• _Texto para revisão_:
========
Tratar pacientes que fazem terapêutica com antiagregantes
Pacientes que tomam antiagregantes têm tendência para ter tempos de hemorragia prolongados, apesar de passado pouco tempo formarem um coágulo estável na zona a cicatrizar. Não existe um teste equivalente ao INR para medir o efeito do antiagregante, portanto o principal fator a ter em conta é o porquê de o paciente estar a fazer aquela terapêutica. Por exemplo, pacientes com stents coronários são habitualmente medicados com dois antiagregantes durante pelo menos 12 meses. É extremamente importante que este tratamento não seja interrompido prematuramente ou sem falar com o médico cardiologista pelo risco de eventos cardíacos adversos.
Assim, a recomendação chave para pacientes que tomem quer um antiagregante apenas quer uma combinação, é de não interromper a medicação. Desta forma, para tratamentos dentários que têm probabilidade de causar hemorragia, com baixo ou alto risco de complicações hemorrágicas, deve-se tratar o paciente de forma normal, sem interromper a medicação e ter em conta que a hemorragia pode ser prolongada (mais de 1 hora). Para os pacientes que têm uma combinação de aspirina/clopidogrel com varfarina, e cujos procedimentos dentários a realizar têm risco de causar hemorragia, deve-se falar com o médico assistente para avaliar o risco.
Como devem os médicos dentistas então proceder?
========
• _Dados disponíveis_:
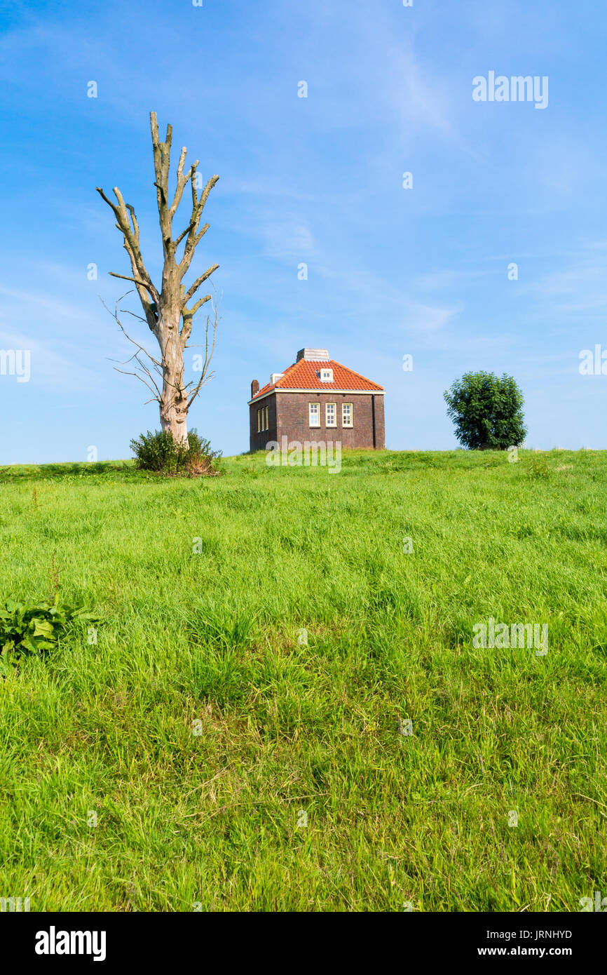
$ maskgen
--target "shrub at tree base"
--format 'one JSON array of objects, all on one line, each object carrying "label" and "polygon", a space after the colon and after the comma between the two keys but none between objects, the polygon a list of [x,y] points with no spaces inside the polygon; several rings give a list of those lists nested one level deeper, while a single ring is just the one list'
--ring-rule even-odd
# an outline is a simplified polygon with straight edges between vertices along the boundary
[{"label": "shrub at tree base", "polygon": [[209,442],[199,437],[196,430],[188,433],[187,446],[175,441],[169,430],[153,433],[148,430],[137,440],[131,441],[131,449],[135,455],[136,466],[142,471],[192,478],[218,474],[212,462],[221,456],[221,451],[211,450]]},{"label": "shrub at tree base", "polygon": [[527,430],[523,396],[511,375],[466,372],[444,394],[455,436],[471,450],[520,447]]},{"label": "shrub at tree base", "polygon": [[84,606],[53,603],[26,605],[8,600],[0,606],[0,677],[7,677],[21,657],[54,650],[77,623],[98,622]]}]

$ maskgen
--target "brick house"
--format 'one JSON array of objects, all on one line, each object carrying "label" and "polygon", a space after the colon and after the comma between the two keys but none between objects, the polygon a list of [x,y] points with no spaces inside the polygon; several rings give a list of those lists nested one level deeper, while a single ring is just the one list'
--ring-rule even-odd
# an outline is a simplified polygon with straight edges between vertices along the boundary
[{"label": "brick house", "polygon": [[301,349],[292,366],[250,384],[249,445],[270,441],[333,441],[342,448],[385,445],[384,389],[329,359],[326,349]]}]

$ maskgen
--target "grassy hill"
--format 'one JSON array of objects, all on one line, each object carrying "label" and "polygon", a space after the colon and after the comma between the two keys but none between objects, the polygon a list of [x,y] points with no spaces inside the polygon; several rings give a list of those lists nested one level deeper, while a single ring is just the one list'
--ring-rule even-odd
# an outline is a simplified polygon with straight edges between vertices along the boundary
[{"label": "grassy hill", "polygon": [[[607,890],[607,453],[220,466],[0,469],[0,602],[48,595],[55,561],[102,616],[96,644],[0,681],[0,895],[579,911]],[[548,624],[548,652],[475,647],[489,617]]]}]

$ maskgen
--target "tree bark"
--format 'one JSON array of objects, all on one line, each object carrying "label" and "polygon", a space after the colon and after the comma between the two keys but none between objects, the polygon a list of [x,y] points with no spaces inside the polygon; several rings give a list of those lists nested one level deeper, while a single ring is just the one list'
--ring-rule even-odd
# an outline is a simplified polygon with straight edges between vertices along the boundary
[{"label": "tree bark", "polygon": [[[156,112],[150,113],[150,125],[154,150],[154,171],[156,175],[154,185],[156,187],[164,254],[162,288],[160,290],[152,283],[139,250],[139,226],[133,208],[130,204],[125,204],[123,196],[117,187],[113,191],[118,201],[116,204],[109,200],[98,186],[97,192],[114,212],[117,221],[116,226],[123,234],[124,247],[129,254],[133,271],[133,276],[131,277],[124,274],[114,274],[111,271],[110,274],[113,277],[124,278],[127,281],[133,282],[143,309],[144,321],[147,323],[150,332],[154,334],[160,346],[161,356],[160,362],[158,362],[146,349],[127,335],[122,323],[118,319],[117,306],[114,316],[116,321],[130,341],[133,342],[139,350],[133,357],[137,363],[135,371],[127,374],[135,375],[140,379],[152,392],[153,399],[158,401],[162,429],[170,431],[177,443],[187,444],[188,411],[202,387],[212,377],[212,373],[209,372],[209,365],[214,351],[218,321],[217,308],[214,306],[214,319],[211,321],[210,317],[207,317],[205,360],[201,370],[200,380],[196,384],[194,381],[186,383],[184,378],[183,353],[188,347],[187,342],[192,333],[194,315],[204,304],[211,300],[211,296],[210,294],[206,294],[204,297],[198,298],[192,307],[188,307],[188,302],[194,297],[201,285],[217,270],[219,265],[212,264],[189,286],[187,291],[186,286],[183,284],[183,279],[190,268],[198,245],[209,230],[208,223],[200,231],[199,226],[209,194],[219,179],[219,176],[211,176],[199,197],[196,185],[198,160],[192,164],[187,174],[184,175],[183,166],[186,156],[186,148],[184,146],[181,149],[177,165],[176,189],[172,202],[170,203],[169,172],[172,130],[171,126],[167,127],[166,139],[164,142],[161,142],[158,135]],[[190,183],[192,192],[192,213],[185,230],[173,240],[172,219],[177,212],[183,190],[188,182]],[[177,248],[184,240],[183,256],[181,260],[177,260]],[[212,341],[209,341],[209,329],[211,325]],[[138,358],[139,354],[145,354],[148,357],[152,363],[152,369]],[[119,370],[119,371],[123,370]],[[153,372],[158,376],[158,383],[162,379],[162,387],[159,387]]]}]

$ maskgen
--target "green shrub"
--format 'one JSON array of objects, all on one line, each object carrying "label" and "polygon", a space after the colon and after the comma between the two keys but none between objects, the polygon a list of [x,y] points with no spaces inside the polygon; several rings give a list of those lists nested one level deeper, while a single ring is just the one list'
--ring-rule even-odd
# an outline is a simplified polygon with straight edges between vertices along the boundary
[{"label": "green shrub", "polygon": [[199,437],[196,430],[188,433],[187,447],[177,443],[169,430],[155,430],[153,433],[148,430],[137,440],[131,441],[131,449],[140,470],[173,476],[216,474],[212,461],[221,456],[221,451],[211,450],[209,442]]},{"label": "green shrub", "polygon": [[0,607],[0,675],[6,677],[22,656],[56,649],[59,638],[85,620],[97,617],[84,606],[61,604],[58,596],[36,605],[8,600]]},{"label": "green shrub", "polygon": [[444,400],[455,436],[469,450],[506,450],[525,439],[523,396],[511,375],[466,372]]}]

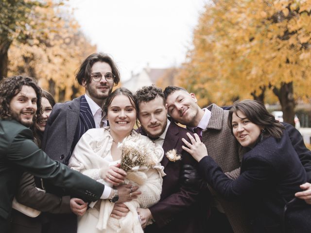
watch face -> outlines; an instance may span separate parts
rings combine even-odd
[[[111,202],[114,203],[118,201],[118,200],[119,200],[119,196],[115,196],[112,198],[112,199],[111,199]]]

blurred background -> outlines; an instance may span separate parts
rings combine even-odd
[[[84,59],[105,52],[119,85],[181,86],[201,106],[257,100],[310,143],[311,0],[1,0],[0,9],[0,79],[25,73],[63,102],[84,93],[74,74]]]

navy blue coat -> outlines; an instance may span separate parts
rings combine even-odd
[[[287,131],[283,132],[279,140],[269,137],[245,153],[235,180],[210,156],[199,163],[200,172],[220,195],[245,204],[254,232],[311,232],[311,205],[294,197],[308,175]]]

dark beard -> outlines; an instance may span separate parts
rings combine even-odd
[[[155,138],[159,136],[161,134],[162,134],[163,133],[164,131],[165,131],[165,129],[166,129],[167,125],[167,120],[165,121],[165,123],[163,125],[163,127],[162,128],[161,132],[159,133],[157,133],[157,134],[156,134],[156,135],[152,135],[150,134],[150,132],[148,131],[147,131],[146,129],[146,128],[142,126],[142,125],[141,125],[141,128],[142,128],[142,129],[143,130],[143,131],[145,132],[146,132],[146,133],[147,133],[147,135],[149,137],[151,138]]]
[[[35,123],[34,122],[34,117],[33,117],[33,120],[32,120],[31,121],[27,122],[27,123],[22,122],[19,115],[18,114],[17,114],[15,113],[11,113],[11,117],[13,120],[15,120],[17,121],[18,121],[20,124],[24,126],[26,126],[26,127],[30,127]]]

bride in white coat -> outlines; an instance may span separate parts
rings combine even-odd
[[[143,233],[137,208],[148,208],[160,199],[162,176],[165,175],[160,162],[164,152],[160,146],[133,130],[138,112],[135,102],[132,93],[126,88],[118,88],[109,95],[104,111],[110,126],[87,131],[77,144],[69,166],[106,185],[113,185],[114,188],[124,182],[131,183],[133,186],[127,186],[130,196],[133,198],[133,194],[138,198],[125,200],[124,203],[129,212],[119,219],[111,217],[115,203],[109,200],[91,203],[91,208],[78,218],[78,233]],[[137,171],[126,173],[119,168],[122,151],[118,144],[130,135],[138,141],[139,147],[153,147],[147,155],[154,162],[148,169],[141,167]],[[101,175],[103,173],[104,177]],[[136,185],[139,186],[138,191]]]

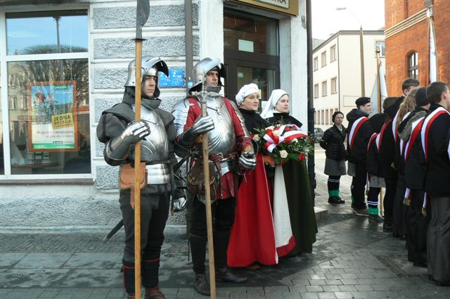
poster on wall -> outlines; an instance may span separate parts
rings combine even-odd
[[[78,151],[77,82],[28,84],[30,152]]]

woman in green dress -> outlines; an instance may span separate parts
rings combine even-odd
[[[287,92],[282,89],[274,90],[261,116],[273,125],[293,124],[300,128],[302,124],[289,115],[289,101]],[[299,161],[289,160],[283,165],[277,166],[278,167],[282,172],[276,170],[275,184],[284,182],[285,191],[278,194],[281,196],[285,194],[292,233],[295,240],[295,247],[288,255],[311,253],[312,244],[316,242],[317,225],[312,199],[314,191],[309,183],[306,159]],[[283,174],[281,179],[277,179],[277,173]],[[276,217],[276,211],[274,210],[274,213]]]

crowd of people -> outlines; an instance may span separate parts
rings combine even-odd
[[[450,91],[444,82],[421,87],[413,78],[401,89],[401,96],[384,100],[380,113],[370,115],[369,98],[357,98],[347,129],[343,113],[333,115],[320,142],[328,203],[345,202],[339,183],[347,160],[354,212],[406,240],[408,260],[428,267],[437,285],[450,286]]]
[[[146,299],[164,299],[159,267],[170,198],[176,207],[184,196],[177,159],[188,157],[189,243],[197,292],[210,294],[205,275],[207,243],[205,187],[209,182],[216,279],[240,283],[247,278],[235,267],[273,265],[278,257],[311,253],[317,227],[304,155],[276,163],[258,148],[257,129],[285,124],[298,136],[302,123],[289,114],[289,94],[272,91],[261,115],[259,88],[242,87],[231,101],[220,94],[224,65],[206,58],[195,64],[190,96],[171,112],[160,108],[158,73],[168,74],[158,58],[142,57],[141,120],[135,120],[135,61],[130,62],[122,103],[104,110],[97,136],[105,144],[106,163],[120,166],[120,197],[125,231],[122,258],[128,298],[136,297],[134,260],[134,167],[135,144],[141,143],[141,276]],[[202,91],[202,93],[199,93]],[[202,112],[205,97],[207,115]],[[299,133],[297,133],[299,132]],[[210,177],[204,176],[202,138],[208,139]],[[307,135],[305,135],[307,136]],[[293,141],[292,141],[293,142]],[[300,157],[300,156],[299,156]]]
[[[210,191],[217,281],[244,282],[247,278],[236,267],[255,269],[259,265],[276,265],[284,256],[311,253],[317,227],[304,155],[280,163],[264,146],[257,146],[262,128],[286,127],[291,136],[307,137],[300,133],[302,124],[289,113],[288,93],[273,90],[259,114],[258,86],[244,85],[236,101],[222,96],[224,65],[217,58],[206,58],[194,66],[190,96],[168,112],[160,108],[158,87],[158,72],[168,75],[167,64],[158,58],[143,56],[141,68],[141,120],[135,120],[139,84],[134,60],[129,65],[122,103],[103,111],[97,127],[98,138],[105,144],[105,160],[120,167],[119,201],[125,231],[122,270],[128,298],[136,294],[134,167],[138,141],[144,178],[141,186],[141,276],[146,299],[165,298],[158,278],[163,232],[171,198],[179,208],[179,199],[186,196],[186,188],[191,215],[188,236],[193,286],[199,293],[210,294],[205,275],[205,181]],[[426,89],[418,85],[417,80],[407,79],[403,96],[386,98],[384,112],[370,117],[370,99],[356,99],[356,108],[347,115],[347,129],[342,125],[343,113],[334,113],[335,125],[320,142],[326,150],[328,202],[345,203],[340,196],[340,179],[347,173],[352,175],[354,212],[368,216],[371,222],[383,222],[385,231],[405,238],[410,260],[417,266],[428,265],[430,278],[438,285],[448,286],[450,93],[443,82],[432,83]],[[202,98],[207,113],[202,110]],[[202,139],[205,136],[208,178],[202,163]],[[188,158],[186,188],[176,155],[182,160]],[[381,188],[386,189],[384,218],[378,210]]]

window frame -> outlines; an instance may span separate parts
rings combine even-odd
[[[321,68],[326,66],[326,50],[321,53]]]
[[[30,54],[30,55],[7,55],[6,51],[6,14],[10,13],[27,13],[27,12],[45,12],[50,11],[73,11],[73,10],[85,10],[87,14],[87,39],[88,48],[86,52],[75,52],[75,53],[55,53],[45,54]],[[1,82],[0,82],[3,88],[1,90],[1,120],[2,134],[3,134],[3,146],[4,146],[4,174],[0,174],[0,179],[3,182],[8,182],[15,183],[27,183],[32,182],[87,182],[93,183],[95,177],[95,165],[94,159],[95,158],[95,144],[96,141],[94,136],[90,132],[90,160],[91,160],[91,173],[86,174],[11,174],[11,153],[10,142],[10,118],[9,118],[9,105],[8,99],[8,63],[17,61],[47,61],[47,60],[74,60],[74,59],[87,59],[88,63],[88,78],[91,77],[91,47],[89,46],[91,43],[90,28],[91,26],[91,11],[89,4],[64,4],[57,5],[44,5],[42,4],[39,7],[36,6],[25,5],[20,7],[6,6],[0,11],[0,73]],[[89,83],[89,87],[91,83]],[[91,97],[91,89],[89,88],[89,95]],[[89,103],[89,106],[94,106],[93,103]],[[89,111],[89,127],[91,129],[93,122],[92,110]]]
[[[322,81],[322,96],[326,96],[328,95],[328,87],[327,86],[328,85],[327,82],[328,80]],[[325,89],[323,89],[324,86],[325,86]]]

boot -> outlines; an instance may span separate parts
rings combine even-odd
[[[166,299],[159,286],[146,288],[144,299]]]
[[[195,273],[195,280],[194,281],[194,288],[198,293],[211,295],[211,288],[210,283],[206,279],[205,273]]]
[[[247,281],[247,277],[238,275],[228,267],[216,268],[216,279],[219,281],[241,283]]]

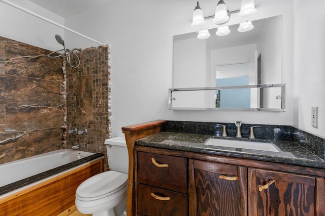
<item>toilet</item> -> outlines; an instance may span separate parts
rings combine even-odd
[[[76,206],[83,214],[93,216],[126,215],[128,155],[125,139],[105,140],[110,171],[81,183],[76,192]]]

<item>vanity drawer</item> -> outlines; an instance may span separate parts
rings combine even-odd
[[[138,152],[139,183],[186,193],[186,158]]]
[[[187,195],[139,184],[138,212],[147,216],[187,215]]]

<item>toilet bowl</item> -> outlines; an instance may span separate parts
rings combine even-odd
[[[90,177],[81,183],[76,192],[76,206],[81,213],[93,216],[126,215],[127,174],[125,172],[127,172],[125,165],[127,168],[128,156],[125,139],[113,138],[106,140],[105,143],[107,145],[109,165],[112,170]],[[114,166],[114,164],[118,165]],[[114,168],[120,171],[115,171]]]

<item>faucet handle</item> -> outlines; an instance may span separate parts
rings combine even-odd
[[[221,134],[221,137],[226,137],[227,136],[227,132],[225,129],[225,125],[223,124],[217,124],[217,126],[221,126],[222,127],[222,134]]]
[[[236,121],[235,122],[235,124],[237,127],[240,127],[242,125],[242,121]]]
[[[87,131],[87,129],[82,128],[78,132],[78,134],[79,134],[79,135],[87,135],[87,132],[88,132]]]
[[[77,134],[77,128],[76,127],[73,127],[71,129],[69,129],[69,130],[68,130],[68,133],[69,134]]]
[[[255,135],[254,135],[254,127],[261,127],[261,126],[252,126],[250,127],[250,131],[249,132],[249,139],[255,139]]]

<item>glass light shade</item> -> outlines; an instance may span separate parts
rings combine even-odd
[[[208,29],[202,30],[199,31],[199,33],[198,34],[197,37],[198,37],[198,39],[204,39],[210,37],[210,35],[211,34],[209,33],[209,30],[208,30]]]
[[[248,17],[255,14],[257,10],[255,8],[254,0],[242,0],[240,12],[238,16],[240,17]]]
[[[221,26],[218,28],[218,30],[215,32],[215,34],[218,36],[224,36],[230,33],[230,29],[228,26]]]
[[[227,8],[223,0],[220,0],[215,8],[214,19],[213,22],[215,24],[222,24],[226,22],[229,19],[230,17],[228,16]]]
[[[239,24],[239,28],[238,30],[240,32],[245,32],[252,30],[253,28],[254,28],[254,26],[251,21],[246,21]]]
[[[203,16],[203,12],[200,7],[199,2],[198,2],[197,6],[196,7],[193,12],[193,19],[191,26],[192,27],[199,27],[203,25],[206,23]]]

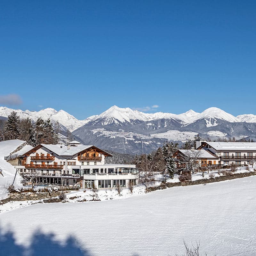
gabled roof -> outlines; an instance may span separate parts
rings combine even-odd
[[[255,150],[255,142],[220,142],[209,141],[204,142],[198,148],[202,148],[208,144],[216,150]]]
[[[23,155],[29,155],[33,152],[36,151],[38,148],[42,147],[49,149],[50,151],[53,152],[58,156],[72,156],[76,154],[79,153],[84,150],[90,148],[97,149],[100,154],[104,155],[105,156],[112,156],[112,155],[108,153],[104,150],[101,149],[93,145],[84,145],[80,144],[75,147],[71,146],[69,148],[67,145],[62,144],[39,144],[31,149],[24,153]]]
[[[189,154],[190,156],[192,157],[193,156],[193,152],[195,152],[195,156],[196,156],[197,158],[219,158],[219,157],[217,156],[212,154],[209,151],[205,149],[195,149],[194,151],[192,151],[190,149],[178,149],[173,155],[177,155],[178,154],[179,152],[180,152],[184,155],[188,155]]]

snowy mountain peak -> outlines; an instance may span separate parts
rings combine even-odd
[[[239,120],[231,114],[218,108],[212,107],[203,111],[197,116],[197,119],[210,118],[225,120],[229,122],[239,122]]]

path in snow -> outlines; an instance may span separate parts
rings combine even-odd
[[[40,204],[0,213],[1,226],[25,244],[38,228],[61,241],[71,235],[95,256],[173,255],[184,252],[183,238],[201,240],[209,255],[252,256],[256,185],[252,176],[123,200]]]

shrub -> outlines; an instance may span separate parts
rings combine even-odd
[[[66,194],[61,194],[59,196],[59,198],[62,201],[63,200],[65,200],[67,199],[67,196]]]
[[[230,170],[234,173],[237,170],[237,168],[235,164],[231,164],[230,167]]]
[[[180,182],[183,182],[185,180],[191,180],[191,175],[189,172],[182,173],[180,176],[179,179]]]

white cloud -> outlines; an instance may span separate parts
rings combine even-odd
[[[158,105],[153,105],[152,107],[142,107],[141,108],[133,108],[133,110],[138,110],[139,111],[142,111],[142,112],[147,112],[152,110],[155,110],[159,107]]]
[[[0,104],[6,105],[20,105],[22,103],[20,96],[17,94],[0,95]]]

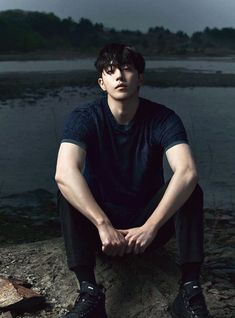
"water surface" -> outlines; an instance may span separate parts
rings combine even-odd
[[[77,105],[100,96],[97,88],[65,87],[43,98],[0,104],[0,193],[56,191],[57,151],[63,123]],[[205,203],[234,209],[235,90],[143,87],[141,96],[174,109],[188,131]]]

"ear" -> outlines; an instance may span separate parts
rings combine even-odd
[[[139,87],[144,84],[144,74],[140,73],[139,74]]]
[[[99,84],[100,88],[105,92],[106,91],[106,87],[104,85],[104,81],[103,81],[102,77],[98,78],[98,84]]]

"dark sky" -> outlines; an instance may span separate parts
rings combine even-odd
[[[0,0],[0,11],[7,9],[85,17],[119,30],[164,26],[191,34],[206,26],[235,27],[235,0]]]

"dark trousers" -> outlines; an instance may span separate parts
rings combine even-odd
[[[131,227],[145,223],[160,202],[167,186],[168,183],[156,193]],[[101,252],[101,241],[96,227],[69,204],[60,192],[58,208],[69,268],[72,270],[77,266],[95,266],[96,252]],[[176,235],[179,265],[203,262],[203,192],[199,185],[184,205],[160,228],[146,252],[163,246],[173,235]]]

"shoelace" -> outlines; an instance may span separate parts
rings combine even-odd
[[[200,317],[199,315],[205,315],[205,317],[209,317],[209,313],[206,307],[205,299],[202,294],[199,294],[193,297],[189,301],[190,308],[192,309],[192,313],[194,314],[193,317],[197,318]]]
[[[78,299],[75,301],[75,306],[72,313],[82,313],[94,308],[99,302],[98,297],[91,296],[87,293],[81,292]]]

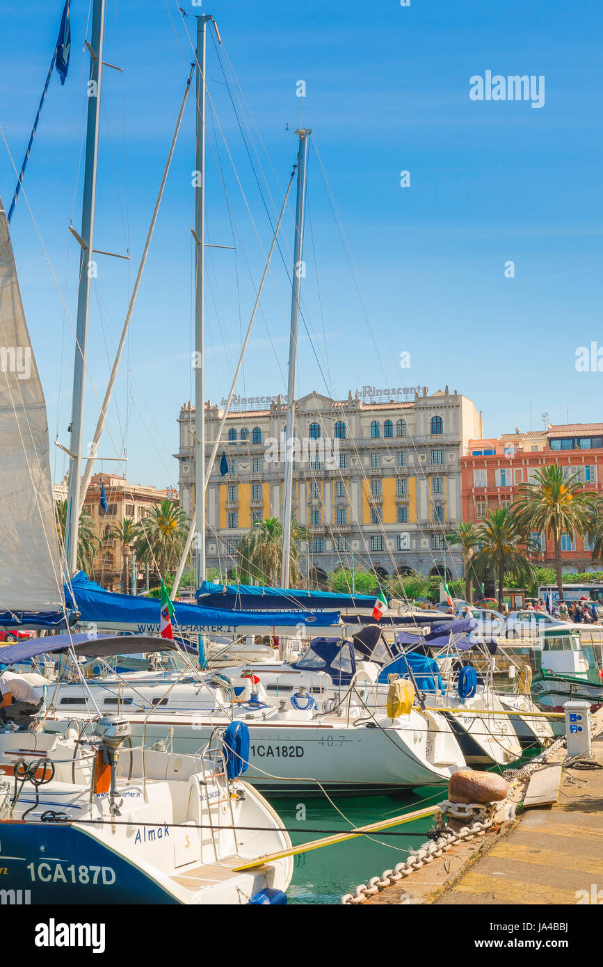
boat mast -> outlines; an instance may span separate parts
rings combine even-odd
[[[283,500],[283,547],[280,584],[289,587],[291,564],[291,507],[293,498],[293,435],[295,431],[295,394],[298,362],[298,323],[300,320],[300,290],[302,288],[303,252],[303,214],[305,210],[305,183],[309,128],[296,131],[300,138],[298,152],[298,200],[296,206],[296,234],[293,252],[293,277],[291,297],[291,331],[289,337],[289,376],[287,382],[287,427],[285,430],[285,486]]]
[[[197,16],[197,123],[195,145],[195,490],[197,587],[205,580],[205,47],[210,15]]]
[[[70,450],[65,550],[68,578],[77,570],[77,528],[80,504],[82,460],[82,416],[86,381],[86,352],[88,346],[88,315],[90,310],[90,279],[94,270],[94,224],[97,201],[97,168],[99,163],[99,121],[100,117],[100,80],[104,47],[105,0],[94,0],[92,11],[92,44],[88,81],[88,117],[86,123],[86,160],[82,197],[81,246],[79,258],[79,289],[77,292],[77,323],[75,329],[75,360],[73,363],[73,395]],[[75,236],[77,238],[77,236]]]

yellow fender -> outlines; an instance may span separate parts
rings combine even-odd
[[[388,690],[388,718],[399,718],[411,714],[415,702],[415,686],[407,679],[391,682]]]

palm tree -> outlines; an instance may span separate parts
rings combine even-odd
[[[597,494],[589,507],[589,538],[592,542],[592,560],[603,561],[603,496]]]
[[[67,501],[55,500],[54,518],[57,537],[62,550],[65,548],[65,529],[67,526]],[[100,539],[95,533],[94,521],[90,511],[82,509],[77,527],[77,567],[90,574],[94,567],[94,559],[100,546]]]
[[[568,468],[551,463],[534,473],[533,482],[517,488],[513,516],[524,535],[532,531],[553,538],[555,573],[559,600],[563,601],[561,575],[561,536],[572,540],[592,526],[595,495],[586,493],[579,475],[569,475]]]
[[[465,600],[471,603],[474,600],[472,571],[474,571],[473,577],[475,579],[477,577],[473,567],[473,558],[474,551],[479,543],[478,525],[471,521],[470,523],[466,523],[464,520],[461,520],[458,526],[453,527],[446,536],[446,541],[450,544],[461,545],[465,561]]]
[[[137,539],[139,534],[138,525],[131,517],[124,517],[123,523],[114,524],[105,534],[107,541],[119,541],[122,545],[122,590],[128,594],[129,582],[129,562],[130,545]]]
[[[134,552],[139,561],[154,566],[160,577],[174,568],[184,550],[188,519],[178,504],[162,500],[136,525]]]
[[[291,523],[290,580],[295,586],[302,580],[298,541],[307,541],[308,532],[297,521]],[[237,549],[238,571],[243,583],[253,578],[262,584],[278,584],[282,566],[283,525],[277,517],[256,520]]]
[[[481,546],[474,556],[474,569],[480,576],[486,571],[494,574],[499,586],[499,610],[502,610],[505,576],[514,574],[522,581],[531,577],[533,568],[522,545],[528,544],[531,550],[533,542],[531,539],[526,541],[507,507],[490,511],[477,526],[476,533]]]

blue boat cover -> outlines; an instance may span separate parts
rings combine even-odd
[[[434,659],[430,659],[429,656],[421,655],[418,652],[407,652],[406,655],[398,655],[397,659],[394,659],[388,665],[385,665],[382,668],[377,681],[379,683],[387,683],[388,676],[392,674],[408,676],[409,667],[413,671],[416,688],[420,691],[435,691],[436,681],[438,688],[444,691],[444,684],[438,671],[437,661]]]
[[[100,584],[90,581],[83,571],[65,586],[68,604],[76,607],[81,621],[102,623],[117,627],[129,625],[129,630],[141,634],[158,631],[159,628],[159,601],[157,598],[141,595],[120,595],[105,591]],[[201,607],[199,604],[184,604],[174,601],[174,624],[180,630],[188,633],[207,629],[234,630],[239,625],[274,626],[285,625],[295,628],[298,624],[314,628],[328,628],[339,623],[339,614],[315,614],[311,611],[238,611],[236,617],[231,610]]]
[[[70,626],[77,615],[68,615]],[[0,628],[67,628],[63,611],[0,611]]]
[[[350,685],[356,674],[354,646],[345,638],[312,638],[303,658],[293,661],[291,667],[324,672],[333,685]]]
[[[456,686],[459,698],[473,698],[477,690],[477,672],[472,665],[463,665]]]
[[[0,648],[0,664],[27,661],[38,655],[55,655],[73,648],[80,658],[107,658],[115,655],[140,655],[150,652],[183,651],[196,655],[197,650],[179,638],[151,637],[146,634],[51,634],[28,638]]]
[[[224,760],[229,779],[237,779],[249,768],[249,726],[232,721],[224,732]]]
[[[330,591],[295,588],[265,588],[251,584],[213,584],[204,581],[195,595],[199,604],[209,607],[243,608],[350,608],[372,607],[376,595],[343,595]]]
========
Reproduza palavra por palavra todo o texto sobre o tratamento de pacientes que tomam antiagregantes.

• _Resultado da tarefa_:
Tratar pacientes que fazem terapêutica com antiagregantes
Pacientes que tomam antiagregantes têm tendência para ter tempos de hemorragia prolongados, apesar de passado pouco tempo formarem um coágulo estável na zona a cicatrizar. Não existe um teste equivalente ao INR para medir o efeito do antiagregante, portanto o principal fator a ter em conta é o porquê de o paciente estar a fazer aquela terapêutica. Por exemplo, pacientes com stents coronários são habitualmente medicados com dois antiagregantes durante pelo menos 12 meses. É extremamente importante que este tratamento não seja interrompido prematuramente ou sem falar com o médico cardiologista pelo risco de eventos cardíacos adversos.
Assim, a recomendação chave para pacientes que tomem quer um antiagregante apenas quer uma combinação, é de não interromper a medicação. Desta forma, para tratamentos dentários que têm probabilidade de causar hemorragia, com baixo ou alto risco de complicações hemorrágicas, deve-se tratar o paciente de forma normal, sem interromper a medicação e ter em conta que a hemorragia pode ser prolongada (mais de 1 hora). Para os pacientes que têm uma combinação de aspirina/clopidogrel com varfarina, e cujos procedimentos dentários a realizar têm risco de causar hemorragia, deve-se falar com o médico assistente para avaliar o risco.
Como devem os médicos dentistas então proceder?